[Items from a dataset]
——

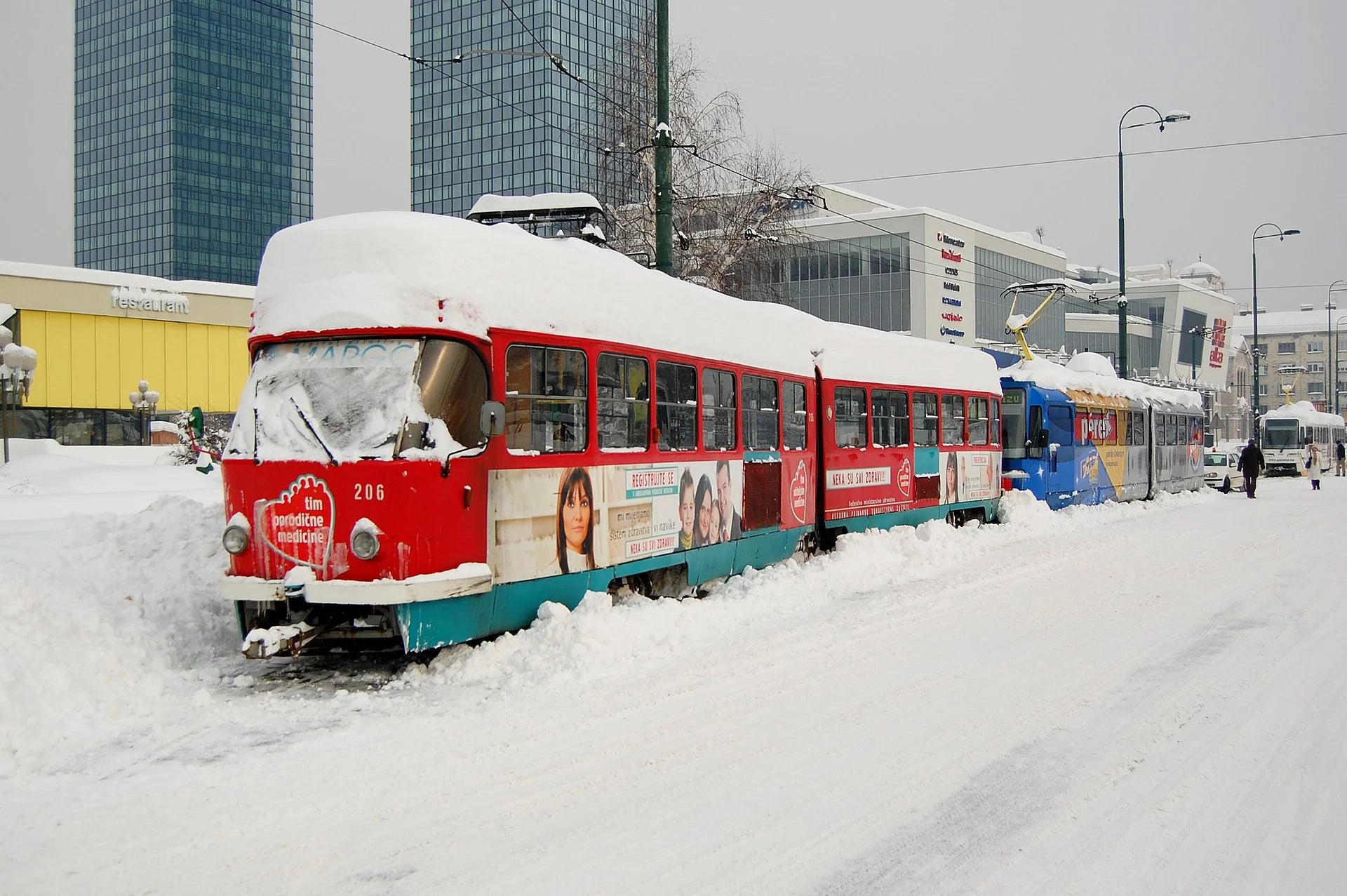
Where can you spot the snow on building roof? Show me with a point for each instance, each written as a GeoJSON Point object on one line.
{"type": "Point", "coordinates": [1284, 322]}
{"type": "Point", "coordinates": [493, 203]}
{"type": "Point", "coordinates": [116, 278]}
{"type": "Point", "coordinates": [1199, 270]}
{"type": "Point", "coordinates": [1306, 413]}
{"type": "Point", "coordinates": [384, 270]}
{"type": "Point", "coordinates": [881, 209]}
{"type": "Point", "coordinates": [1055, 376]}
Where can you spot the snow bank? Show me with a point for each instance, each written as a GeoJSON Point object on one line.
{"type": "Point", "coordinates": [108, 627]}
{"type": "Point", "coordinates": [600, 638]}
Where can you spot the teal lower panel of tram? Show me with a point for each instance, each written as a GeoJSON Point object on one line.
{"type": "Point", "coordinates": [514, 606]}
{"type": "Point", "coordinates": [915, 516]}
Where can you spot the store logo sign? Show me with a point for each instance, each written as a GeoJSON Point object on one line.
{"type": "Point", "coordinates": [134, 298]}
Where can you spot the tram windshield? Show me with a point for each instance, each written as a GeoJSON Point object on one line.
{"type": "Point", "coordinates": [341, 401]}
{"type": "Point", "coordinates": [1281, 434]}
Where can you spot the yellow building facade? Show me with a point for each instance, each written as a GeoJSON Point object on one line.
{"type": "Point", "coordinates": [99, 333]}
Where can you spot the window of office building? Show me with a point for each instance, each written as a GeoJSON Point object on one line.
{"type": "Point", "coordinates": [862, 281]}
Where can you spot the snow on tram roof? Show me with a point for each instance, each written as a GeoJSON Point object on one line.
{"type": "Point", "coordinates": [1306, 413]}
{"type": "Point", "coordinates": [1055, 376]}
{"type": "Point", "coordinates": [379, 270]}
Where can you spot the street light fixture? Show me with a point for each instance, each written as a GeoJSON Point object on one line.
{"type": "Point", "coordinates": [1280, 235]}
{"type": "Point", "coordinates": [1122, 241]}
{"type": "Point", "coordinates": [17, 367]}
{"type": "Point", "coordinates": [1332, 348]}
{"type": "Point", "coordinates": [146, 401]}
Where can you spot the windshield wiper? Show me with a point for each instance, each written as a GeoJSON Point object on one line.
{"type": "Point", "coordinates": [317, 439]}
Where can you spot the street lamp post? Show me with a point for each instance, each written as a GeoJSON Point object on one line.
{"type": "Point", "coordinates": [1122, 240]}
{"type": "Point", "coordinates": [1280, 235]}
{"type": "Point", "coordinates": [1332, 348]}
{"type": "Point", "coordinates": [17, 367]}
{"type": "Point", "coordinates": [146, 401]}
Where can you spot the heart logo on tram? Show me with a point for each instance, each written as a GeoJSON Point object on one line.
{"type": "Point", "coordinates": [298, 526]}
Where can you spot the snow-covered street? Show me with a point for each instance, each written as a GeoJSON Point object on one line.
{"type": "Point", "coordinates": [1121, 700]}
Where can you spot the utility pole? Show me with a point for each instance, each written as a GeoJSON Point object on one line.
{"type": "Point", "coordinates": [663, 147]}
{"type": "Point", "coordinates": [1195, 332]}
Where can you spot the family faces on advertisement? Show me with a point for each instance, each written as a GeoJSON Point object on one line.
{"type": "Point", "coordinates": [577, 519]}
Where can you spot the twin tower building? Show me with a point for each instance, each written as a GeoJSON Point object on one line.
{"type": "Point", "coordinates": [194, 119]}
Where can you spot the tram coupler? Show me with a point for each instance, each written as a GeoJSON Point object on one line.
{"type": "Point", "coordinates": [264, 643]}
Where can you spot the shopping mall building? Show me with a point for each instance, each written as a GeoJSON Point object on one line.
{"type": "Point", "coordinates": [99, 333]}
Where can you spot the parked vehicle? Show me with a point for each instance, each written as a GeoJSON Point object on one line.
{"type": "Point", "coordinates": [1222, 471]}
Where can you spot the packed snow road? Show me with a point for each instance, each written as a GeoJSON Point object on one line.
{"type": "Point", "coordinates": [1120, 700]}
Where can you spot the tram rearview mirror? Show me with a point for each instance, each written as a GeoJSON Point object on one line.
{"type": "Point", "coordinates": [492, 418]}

——

ABOUT THIS TASK: Lines from the one containing "Where can you spot the tram rearview" through the end of the entries above must be copied exactly; include both ends and no other lines.

RESPONSE AREA:
Where can you spot the tram rearview mirror? Show me with a point for each instance, each written as a GeoJSON Point object on one line.
{"type": "Point", "coordinates": [492, 418]}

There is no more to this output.